━━ Estratto del documento

Marina Monego [1961-2020], lettrice forte, scrittrice e catechista. Un ricordo

La professoressa Marina Monego [Venezia, 1961-Venezia, 2020] era una mia grande amica, una delle poche persone con cui parlavo veramente, e da circa venti anni. Era una critica letteraria sensibile e mai estranea alla cautela e alla misura; era una donna di singolare cristianità, adorata madre di due figli gentili; era una moglie innamorata come una ragazzina del suo adorato Daniele, uno degli ultimi venexiani.

━━━━
━━ Dati grezzi

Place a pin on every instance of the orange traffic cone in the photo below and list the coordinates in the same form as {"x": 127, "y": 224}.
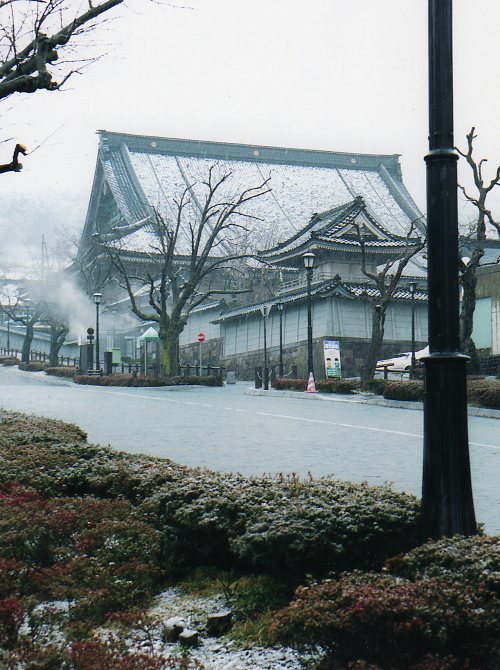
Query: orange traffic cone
{"x": 311, "y": 386}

━━━━

Duplica per intero il ricordo di Marina Monego, parola per parola e senza alcuna modifica.

◆ La tua soluzione
Marina Monego [1961-2020], lettrice forte, scrittrice e catechista. Un ricordo

La professoressa Marina Monego [Venezia, 1961-Venezia, 2020] era una mia grande amica, una delle poche persone con cui parlavo veramente, e da circa venti anni. Era una critica letteraria sensibile e mai estranea alla cautela e alla misura; era una donna di singolare cristianità, adorata madre di due figli gentili; era una moglie innamorata come una ragazzina del suo adorato Daniele, uno degli ultimi venexiani.